Work instructions »
Give back the entries below verbatim.

Extracted material »
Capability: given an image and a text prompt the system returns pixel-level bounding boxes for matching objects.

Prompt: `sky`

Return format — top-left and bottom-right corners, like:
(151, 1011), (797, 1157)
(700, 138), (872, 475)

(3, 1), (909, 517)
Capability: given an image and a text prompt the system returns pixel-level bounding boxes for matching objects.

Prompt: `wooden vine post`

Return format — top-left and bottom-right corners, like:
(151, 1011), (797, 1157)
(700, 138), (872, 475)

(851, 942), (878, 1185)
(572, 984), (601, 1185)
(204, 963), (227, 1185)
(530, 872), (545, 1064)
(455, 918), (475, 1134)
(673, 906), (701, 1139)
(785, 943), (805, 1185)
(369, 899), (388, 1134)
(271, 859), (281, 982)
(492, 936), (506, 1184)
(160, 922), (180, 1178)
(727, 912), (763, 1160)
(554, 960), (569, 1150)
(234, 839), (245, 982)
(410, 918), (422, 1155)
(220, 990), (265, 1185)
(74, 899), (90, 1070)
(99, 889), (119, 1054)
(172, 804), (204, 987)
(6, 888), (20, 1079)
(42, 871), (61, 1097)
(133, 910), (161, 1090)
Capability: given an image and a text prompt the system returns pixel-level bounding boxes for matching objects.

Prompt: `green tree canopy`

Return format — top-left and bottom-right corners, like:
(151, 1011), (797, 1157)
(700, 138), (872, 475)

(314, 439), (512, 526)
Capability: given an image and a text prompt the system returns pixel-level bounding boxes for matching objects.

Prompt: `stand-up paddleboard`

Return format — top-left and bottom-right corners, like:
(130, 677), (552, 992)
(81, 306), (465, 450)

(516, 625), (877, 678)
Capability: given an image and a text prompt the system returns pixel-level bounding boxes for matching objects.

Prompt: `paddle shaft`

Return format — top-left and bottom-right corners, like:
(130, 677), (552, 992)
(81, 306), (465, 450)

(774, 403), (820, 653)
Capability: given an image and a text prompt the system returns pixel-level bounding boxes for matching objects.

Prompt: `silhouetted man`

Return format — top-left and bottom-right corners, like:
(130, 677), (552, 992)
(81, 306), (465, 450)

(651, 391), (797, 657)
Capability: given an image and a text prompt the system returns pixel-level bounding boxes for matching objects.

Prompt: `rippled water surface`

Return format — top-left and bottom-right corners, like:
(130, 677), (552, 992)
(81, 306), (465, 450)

Your response »
Capability: given an image and a text prompt the system returns pixel-level bounding boxes for matching objects.

Prompt: `sky`

Return format — top-left and bottom-right corners, like:
(151, 1011), (797, 1157)
(700, 138), (872, 475)

(3, 1), (909, 517)
Capability: given an image and a text prompt the system returns pixel-level bounding boxes for matching objects.

Prompt: `wooden vine post`

Return format — top-left and bottom-right corners, like:
(151, 1011), (797, 1157)
(700, 138), (872, 475)

(851, 942), (878, 1185)
(572, 984), (601, 1185)
(204, 963), (227, 1185)
(530, 872), (545, 1064)
(455, 918), (475, 1134)
(673, 906), (701, 1139)
(785, 943), (805, 1185)
(369, 899), (388, 1134)
(271, 859), (281, 982)
(492, 936), (506, 1184)
(160, 922), (180, 1178)
(727, 912), (763, 1160)
(554, 960), (569, 1150)
(234, 839), (245, 982)
(410, 918), (422, 1155)
(220, 990), (265, 1185)
(74, 899), (90, 1070)
(99, 889), (119, 1054)
(172, 804), (204, 987)
(6, 888), (20, 1079)
(42, 871), (61, 1097)
(133, 910), (161, 1090)
Capability: given an image and a text prompt the system returns pixel-level bounding boxes for matching objects.

Prompt: `green tree canopy`

Return format — top-left and bottom-right corners, like:
(151, 1011), (797, 1157)
(700, 138), (872, 475)

(314, 439), (512, 526)
Capability: given an image and a text prompt the system returns pixel-level bounding boxes for matching objects.

Prompt: `stand-up paddleboard`

Return format — top-left and bottom-right corners, like:
(130, 677), (552, 992)
(81, 306), (465, 450)

(516, 625), (877, 678)
Capability: given an image and a text prompt the system returns pixel-level bounding boxes for matching objects.

Prompt: `paddle shaft`

Return format — top-left and bottom-right corners, like:
(130, 677), (552, 992)
(81, 306), (465, 450)

(774, 403), (820, 653)
Capability: given an image and a text prompt the system returns pixel-level bounding boxes for matching objects.

Prompt: `silhouetted man`

Return format — top-left and bottom-right corners, like:
(130, 677), (552, 992)
(81, 306), (465, 450)

(651, 391), (797, 657)
Capability: given an image and a text prompt the system returns pixel-level bounding boxes for matching objects.

Prompt: `rippled water surface`

Return format — top-left and bottom-right corners, like:
(130, 677), (552, 992)
(81, 306), (465, 450)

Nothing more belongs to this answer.